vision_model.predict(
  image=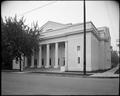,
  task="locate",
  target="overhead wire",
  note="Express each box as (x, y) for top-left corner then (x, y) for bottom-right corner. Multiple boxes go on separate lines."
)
(20, 1), (56, 15)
====================
**What to do**
Extract each line from the rows above that contains the string "left".

**Result of the task**
  note="Express each box as (x, y) for top-left corner then (x, y) for bottom-right corner. Multiple boxes go on separate lines."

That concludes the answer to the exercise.